- Task prompt -
Retype the rows below without any changes, starting from the first line and ending with the line that contains "x=332, y=251".

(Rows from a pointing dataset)
___
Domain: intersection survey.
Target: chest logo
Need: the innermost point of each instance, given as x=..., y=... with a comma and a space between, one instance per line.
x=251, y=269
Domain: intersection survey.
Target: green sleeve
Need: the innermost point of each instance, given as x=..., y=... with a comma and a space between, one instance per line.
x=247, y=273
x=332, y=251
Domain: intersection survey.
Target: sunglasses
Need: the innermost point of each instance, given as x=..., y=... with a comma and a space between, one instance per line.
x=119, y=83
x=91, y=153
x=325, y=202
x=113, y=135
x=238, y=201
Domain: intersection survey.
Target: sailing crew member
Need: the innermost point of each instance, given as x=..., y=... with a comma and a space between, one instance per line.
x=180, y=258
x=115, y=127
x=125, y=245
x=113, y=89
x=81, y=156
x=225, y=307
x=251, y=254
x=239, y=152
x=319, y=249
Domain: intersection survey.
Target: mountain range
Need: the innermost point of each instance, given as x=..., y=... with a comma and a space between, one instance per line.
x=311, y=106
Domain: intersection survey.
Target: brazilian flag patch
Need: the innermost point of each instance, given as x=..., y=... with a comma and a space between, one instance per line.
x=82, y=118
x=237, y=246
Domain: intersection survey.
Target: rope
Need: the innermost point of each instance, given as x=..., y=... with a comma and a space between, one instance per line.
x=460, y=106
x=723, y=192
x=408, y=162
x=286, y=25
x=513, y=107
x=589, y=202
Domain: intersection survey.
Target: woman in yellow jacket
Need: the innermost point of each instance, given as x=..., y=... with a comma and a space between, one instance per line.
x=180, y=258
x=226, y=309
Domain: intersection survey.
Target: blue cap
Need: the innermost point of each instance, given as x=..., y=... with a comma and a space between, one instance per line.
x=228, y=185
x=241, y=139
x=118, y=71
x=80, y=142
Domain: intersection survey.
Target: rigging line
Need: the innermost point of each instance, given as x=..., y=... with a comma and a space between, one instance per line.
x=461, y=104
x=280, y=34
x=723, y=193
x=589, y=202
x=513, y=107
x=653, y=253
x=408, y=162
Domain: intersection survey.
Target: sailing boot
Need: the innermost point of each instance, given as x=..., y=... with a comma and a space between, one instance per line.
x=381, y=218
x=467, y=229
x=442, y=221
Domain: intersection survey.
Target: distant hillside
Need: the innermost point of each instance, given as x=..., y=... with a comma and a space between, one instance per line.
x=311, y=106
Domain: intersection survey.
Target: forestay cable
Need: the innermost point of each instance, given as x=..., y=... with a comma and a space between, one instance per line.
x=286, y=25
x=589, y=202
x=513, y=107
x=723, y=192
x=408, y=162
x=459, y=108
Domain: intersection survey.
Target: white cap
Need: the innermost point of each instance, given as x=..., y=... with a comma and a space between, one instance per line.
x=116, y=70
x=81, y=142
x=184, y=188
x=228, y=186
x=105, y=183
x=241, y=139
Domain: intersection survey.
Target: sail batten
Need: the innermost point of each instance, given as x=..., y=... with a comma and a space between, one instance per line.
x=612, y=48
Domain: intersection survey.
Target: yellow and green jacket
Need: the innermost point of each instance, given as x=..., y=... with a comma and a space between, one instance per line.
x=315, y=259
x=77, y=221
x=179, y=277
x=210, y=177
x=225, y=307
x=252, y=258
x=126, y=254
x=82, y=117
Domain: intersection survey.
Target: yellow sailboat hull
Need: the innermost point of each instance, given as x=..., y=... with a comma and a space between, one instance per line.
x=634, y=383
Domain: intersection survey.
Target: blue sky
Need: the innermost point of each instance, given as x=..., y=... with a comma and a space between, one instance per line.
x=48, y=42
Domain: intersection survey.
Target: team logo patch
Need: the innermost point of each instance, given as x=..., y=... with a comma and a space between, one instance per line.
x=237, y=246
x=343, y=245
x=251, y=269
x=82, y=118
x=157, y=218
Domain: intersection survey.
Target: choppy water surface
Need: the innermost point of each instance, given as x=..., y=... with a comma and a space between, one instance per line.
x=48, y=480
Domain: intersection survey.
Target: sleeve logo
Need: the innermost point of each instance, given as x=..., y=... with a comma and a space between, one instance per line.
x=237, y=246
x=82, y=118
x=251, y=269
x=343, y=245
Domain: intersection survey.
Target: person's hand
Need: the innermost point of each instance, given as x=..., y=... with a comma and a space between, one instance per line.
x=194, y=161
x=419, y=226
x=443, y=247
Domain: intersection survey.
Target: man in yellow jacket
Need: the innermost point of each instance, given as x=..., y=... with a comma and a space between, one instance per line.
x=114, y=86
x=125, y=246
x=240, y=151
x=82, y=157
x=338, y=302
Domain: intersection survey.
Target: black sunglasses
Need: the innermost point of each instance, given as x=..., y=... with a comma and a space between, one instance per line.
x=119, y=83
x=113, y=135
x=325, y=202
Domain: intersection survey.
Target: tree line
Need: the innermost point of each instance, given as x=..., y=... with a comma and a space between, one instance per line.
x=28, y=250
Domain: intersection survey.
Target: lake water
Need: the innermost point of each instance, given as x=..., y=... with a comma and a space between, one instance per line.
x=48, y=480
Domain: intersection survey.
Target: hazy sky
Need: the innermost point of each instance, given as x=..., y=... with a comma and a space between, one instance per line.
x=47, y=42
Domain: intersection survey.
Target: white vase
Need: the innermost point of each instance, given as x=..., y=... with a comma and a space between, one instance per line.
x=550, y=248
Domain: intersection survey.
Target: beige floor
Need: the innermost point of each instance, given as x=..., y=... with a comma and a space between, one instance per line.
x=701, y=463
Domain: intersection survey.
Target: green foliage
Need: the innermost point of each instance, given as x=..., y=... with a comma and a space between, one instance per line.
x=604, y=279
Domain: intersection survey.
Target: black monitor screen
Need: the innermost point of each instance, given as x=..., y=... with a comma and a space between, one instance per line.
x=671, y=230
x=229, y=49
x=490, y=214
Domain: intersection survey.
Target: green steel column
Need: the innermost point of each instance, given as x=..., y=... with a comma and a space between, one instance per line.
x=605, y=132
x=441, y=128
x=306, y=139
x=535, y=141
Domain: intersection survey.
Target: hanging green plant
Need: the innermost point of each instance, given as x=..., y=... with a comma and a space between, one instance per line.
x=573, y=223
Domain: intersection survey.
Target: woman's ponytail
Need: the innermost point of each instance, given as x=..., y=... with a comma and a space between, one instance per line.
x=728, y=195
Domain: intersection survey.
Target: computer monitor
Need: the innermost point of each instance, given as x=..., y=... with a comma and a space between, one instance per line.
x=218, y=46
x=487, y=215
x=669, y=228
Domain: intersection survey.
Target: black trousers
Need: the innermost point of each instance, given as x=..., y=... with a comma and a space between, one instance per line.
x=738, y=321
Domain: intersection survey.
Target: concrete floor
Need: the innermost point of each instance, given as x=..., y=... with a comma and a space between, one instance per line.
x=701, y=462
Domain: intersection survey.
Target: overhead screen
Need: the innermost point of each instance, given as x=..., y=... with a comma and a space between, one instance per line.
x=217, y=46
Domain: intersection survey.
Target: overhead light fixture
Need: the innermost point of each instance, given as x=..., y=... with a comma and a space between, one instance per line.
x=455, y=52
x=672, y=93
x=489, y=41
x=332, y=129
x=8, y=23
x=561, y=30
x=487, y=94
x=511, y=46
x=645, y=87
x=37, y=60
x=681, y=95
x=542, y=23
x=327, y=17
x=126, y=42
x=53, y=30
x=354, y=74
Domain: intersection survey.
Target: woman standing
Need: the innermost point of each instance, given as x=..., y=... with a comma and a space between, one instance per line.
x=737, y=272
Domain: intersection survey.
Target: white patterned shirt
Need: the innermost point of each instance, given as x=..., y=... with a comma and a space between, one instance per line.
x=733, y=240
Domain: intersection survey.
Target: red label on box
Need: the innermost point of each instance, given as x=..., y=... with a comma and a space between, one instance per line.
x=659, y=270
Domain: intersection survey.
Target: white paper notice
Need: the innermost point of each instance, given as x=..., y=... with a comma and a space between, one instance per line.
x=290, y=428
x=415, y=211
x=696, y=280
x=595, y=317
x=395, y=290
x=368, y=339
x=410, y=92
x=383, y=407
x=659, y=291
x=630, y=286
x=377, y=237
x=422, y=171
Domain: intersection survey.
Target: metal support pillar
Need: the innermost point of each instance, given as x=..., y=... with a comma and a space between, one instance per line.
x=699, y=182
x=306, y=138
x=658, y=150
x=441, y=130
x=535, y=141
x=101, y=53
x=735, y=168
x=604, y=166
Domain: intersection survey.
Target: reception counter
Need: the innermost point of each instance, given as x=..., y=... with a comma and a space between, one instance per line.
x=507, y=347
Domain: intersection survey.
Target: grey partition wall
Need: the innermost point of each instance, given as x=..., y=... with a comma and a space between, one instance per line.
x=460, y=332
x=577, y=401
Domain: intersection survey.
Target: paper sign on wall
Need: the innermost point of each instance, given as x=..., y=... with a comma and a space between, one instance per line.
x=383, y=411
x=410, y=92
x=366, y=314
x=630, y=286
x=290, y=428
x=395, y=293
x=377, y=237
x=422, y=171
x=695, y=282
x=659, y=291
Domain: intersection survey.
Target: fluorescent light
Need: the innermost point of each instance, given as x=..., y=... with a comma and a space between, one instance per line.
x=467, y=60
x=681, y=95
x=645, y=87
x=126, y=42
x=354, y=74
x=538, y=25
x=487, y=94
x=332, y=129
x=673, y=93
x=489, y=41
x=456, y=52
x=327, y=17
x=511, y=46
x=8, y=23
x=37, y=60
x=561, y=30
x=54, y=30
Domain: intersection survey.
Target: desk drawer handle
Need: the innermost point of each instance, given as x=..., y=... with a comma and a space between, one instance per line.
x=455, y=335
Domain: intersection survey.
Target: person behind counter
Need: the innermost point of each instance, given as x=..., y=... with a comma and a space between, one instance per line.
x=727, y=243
___
- Completed exercise -
Domain: intersection survey.
Target: chest logo
Need: the innermost point of each instance, given as x=..., y=... with a comma and a space between, one instance per line.
x=251, y=269
Domain: intersection survey.
Target: green sleeve
Need: the innermost point of each instance, given as x=..., y=... with a comma and a space between, one instance per line.
x=247, y=273
x=332, y=251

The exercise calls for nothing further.